◆ Consigne écrite A
Répondez, s'il vous plaît, à ces questions sur le texte consacré aux piscines municipales :
(i) Quel lieu est retenu comme terrain d'observation ethnographique ?
(ii) Qui aime à dire « sans crayon et sans papier » ?
(iii) En quelle classe se situe le terrain d'observation de l'apprentissage de la natation ?

Les lignes d’eau et les lignes d’o
Mon propos est en fait d’actualiser en notre synchronie culturelle les exemples médiévaux et savants choisis par P. Bourdieu et d’en saisir quelques conséquences théoriques, sociales (et pédagogiques) possibles. J’ai choisi de prendre pour terrain d’observation ethnographique les piscines municipales couvertes, et ce pour trois raisons complémentaires :
1. Ce sont des produits de la littératie architecturale (« sans crayon et sans papier » comme aime à dire J. Goody, pas de piscines de ce type).
2. Ces piscines sont apparemment le lieu par excellence de l’oralité vivante en ce sens que les réalisations scripturales y sont par principe exclues ou marginales (à la périphérie extérieure du bassin) et que les corps en exercice y évoluent en co-présence dans des interactions physiques que régissent les règles de la proxémique en face to face [4].
3. On y observe enfin l’apprentissage de techniques du corps spécifiques en situation scolaire dans un va-et-vient hebdomadaire entre le cahier de lecture ou d’écriture d’écolier et l’atelier de natation, en cours préparatoire pour ce qui concerne mon « terrain » d’observation.
L’hypothèse plus précise de travail que je présente consiste donc à concevoir un réel isomorphisme – matériellement visible et en un sens culturellement invisible ou dénié – entre d’une part la structuration parfaitement linéaire de l’espace graphique de la page où le jeune écolier s’exerce à la littératie manuscrite et imprimée et, pour parler comme V. Hugo, « les froides et inexorables lignes du géomètre » (1972 : 237) des modernes bâtisseurs de certaines piscines laïques, gratuites et obligatoires. Une homologie donc entre d’une part le livre, ses pages, ses lignes, ses mots, ses lettres qui s’emboîtent systématiquement pour construire un parfait rectangle signifiant dans une sorte de coalescence des structures logiques et des structures physiques de la littératie et le bassin de la piscine « républicaine » où tout n’est qu’ordre linéaire et beauté des perpendiculaires, luxe des figures quadrangulaires et calme des espaces minutieusement quadrillés qui soumettent à l’ordre infragraphique la labilité troublante des eaux purifiées et miroitantes.

◆ Consigne écrite B
Listez toutes les lignes ci-dessous qui contiennent la chaîne « below ». La casse compte.

◆ Données saisies
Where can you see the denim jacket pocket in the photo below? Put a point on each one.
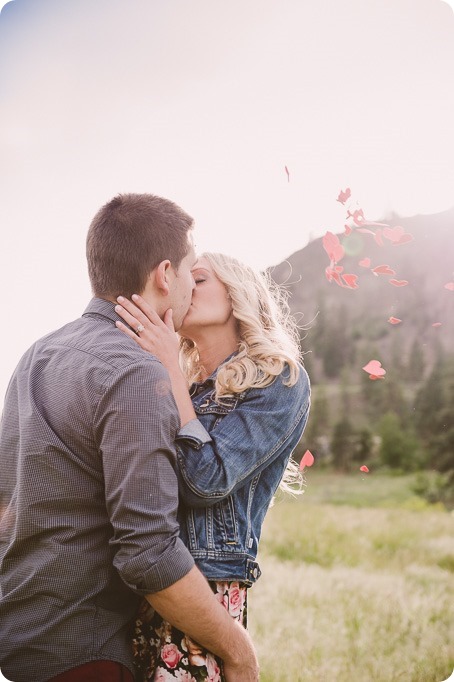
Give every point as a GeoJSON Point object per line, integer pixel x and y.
{"type": "Point", "coordinates": [208, 405]}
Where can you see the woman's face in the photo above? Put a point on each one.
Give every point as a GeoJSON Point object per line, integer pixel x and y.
{"type": "Point", "coordinates": [211, 307]}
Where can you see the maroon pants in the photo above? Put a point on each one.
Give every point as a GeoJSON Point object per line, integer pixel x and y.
{"type": "Point", "coordinates": [96, 671]}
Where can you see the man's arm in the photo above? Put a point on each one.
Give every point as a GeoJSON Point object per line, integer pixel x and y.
{"type": "Point", "coordinates": [190, 605]}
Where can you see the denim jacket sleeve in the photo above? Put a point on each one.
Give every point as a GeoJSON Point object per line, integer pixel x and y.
{"type": "Point", "coordinates": [262, 427]}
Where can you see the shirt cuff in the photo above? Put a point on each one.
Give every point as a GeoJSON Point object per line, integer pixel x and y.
{"type": "Point", "coordinates": [194, 432]}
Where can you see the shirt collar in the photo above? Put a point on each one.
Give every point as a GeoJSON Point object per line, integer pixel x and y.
{"type": "Point", "coordinates": [100, 307]}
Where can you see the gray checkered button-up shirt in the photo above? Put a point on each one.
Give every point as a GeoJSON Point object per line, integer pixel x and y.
{"type": "Point", "coordinates": [89, 494]}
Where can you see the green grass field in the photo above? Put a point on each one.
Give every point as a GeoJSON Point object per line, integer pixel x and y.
{"type": "Point", "coordinates": [357, 584]}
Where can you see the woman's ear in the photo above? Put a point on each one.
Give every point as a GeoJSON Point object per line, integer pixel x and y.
{"type": "Point", "coordinates": [162, 276]}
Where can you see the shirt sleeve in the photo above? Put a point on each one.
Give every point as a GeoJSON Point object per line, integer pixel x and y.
{"type": "Point", "coordinates": [135, 424]}
{"type": "Point", "coordinates": [243, 442]}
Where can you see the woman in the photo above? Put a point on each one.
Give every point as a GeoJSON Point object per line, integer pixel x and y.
{"type": "Point", "coordinates": [239, 354]}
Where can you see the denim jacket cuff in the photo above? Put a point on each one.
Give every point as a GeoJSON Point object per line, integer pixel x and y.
{"type": "Point", "coordinates": [194, 432]}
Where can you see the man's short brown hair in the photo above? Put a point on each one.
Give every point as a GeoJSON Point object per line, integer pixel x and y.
{"type": "Point", "coordinates": [129, 237]}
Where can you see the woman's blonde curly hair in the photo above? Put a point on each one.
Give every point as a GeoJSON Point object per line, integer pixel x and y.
{"type": "Point", "coordinates": [269, 339]}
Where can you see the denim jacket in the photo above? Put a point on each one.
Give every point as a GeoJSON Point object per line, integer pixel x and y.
{"type": "Point", "coordinates": [230, 466]}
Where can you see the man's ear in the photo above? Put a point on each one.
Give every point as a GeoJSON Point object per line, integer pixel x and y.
{"type": "Point", "coordinates": [162, 277]}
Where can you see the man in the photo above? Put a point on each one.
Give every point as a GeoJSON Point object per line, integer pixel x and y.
{"type": "Point", "coordinates": [88, 474]}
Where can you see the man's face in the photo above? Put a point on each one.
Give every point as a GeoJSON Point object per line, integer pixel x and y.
{"type": "Point", "coordinates": [182, 286]}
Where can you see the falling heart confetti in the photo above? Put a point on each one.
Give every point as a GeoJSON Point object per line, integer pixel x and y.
{"type": "Point", "coordinates": [307, 460]}
{"type": "Point", "coordinates": [375, 370]}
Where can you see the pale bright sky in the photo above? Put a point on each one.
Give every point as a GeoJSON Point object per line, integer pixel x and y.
{"type": "Point", "coordinates": [205, 102]}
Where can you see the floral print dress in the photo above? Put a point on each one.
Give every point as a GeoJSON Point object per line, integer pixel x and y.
{"type": "Point", "coordinates": [164, 654]}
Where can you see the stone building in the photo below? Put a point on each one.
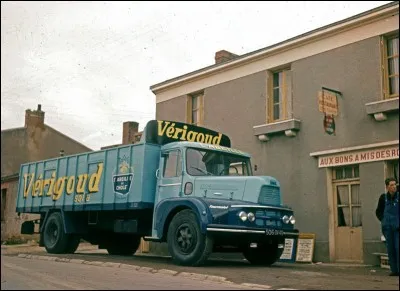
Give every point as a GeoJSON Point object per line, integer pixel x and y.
{"type": "Point", "coordinates": [320, 112]}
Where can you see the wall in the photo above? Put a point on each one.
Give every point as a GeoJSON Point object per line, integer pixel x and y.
{"type": "Point", "coordinates": [11, 226]}
{"type": "Point", "coordinates": [236, 106]}
{"type": "Point", "coordinates": [24, 145]}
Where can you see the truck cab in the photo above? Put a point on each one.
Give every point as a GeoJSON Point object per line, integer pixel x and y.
{"type": "Point", "coordinates": [208, 200]}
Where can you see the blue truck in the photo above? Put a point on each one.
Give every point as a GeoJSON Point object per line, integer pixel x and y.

◆ Résultat attendu A
(i) Les piscines municipales couvertes.
(ii) J. Goody.
(iii) En cours préparatoire.

◆ Résultat attendu B
Where can you see the denim jacket pocket in the photo below? Put a point on each one.
Where can you see the stone building in the photo below? Put a point on each one.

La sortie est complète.